Aim of the exercise: All of the data below should be printed again exactly, pictures excluded.

[Annotated photo localization data]
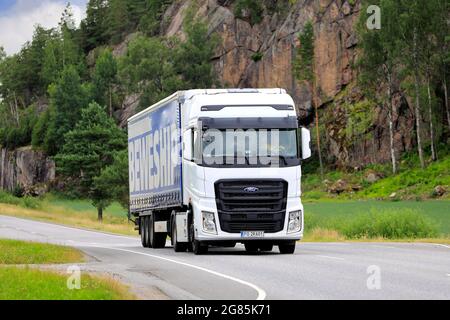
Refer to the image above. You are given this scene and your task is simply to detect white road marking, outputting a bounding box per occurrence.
[93,246,267,300]
[371,245,398,249]
[434,244,450,249]
[315,255,345,261]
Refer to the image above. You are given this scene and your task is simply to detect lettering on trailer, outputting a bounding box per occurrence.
[128,101,182,202]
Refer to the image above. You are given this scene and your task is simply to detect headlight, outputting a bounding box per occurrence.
[202,211,217,234]
[288,210,302,233]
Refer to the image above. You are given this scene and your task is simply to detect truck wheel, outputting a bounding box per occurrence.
[190,223,208,255]
[172,218,188,252]
[259,243,273,252]
[245,242,259,253]
[149,214,167,249]
[279,242,296,254]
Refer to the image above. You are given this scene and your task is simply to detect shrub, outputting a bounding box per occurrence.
[0,190,42,209]
[339,209,439,239]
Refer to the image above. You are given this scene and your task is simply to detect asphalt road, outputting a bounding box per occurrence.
[1,215,449,300]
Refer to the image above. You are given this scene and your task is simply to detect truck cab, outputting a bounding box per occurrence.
[128,89,311,255]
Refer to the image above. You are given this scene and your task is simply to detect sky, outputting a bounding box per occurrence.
[0,0,88,55]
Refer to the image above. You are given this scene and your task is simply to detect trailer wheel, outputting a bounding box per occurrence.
[279,242,296,254]
[149,213,167,249]
[172,217,188,252]
[141,216,151,248]
[140,217,149,248]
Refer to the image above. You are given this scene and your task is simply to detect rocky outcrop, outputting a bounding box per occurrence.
[0,146,55,194]
[112,0,416,168]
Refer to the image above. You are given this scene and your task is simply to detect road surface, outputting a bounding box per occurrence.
[1,215,449,300]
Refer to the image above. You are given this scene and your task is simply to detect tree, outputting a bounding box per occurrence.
[397,0,434,169]
[174,14,219,88]
[93,49,117,117]
[356,0,402,174]
[106,0,130,44]
[119,35,183,110]
[55,102,126,220]
[94,149,129,210]
[80,0,109,51]
[294,21,324,177]
[44,66,90,155]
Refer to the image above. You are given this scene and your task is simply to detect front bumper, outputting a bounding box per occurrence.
[192,197,304,242]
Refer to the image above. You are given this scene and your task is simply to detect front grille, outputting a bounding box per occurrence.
[215,180,287,233]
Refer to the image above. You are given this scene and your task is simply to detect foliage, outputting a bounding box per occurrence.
[339,209,439,239]
[43,66,91,155]
[94,150,129,210]
[305,205,443,240]
[0,190,42,209]
[0,104,38,149]
[294,21,314,82]
[119,35,183,110]
[92,49,118,115]
[174,14,219,89]
[55,102,126,218]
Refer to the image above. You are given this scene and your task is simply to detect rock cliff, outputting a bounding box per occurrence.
[142,0,415,168]
[0,147,55,195]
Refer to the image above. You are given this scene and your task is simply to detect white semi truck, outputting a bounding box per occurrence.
[127,89,311,255]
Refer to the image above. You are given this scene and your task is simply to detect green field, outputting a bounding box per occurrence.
[304,200,450,236]
[48,195,126,217]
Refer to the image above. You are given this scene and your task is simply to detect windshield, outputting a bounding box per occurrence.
[199,129,300,168]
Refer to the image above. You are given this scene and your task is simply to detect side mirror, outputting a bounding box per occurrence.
[183,129,193,161]
[301,127,311,160]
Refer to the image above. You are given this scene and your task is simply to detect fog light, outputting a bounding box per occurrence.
[288,210,302,233]
[202,211,217,234]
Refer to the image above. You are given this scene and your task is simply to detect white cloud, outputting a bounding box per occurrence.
[0,0,86,55]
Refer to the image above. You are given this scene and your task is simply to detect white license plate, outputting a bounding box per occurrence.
[241,231,265,238]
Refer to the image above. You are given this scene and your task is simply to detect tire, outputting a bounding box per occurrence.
[245,242,259,253]
[172,217,188,252]
[145,216,152,248]
[140,217,149,248]
[190,223,208,255]
[279,242,296,254]
[259,243,273,252]
[192,240,208,255]
[149,213,167,249]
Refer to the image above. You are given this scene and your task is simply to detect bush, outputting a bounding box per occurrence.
[0,190,42,209]
[0,191,21,206]
[339,209,439,239]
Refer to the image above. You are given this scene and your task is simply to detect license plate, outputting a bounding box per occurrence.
[241,231,264,238]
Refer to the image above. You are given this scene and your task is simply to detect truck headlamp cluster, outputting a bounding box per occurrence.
[202,211,217,234]
[288,210,302,234]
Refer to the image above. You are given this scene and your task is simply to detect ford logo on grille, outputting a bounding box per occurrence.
[244,187,259,193]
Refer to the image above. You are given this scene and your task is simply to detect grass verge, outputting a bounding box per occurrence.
[0,239,135,300]
[0,239,83,264]
[0,203,135,236]
[0,267,134,300]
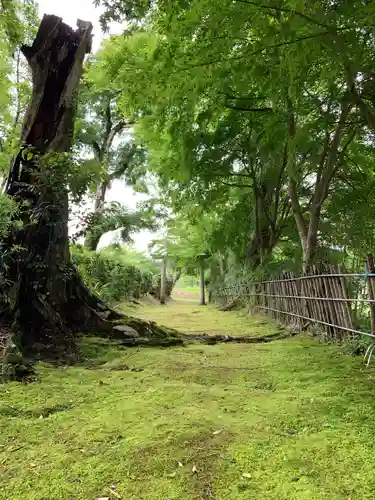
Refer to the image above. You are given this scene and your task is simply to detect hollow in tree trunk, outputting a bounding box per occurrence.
[0,15,180,380]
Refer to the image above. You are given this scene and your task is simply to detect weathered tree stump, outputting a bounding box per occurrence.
[0,15,181,380]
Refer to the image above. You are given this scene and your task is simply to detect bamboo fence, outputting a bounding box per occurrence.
[218,257,375,350]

Task answer:
Refer to the image above. You are given this scene and your task is simply to detect white road marking, outputting a bounding box per occurrence.
[93,246,267,300]
[371,245,398,249]
[434,244,450,249]
[315,255,345,261]
Refer to the image above. You are given this scene and your task is simply to detect lettering on trailer, outputting a bounding box per occurrence.
[128,101,182,202]
Refer to the image above. You are given this scene and your task is simply to detect headlight, outputting a bounding box per occurrence.
[202,211,217,234]
[288,210,302,233]
Refer to the image above. You are given this scene and your task is simply to detect truck wheel, outputting a bounding box per occurrence.
[190,223,208,255]
[172,218,188,252]
[259,243,273,252]
[245,242,259,253]
[149,214,167,249]
[279,242,296,254]
Refer to the image above. You are given this scene and your task is simply to detect shrub, outputting a bounding box per occurrence.
[0,190,42,209]
[339,209,439,239]
Refer to the image above. You are given this scene and your task is simply to detect asphalt road, outputting a bounding box per occurrence.
[1,215,449,300]
Refer to the image above. You are given this scene and your task is simply to detect truck cab, outputting a bounding box per occurrence.
[128,89,311,255]
Refer to the image above. You are given this scene and your task is simply to detect sky, outputting a bounding box per occurrence.
[0,0,88,55]
Refer to the image above. You are given this scene and your task is simply to detect trailer wheel, outputting a bounding box per occurrence.
[279,242,296,254]
[149,213,167,249]
[172,217,188,252]
[141,216,151,248]
[140,217,149,248]
Refer to the image above. You are given this scene and your task is simply to detect rocky outcrop, outputting a bounding box per occurrence.
[0,146,55,194]
[112,0,416,168]
Refer to the image above. You are given this scene and your task is simply to detect road surface, outputting a bounding box per occurrence.
[1,215,449,300]
Refer to the image above. You are given this scene and your task is simply to detect tree, outputting a bounding box per occurrence.
[397,0,434,169]
[174,14,219,88]
[93,49,117,117]
[356,0,402,174]
[106,0,130,44]
[119,35,183,110]
[55,102,126,220]
[94,149,129,210]
[80,0,109,51]
[294,21,324,177]
[44,66,90,155]
Refer to the image above. You are given this scene and your task is simply to detect front bumper, outputting a bounding box per occurrence.
[192,197,304,242]
Refer to the image above. You are given this scene and your task is simply to detect front grille, outputting a bounding box per occurrence.
[215,180,287,233]
Refer to the image above. You are given this scene and your task is simply to detect foliage, outputting a bounding box per occurrence.
[339,209,439,239]
[43,66,91,155]
[94,150,129,210]
[305,205,443,240]
[0,190,42,209]
[0,104,38,149]
[294,21,314,82]
[119,35,183,110]
[92,49,118,115]
[174,14,219,89]
[55,102,126,218]
Refer to the image above. You are given this scene and your task is simply to detect rock cliff, outputting a bounding box per occurrence.
[142,0,415,168]
[0,147,55,195]
Refer to the image above. You are given this scene and your task is simply to detect white semi truck, outputting a bounding box per occurrence.
[127,89,311,255]
Refer to the image above. You are given this scene and your task is simply to detect green field, outputting a bounding box per occurrence.
[304,200,450,236]
[48,195,126,217]
Refer to the image above. You are given this scene and your task is simply to detect windshield, outputting a bounding box per occurrence.
[199,129,300,168]
Refer to the image above. You are given this scene and your task is simply to detect side mirror, outputting a bounding box per occurrence.
[183,129,193,161]
[301,127,311,160]
Refer to the image above. You are given this scene and your task is simply to detect fog light, outputting a bounding box per occurrence.
[288,210,302,233]
[202,211,217,234]
Refer to the image above. You are given this scene and your task is simply to detect white cloud, outputting a bounding box per occurrence.
[0,0,86,55]
Refer to the image above. You are given this scene and your task is simply to detect white license plate, outputting a bounding box per occurrence.
[241,231,265,238]
Refer to the image above. You are given this scene and your task is simply to detect tire, outputting a bounding box per occurrence.
[245,242,259,253]
[172,217,188,252]
[145,216,152,248]
[140,217,149,248]
[190,223,208,255]
[279,242,296,254]
[259,243,273,252]
[192,240,208,255]
[149,213,167,249]
Refer to the image above. You are given this scene and your task is simply to detect bush, outputting a bounding box per occurrence.
[0,190,42,209]
[0,191,21,206]
[339,209,439,239]
Refer to the image above. You are given this scene and your task is simply to detect license plate, outputting a bounding box per occurrence.
[241,231,264,238]
Refer to the image above. You are given this scene and your task is simply to detect truck headlamp cluster, outputting a bounding box per occurrence.
[202,211,217,234]
[288,210,302,234]
Refer to the image above. You are given this scene and your task is simply to detect ford logo on grille, outputting a bounding box per occurrence.
[244,187,259,193]
Refer to the image above. You are given this scene and your task is simply to detect grass verge, outputting a bounding box per occurrence.
[0,239,135,300]
[0,239,83,264]
[0,203,135,236]
[0,267,134,300]
Refer to the image above. You are given this scene and your task is simply to detect hollow in tree trunk, outputting a bounding box per occurrence.
[0,15,180,380]
Refer to the image above. You are given this scene and your task is simply to detect weathered tree stump, outputting a bounding box per occurrence.
[0,15,181,380]
Refer to the image above. You are given this scene and your task is simply to detect bamboo fence, outputting a bounding box per occurrence.
[218,257,375,350]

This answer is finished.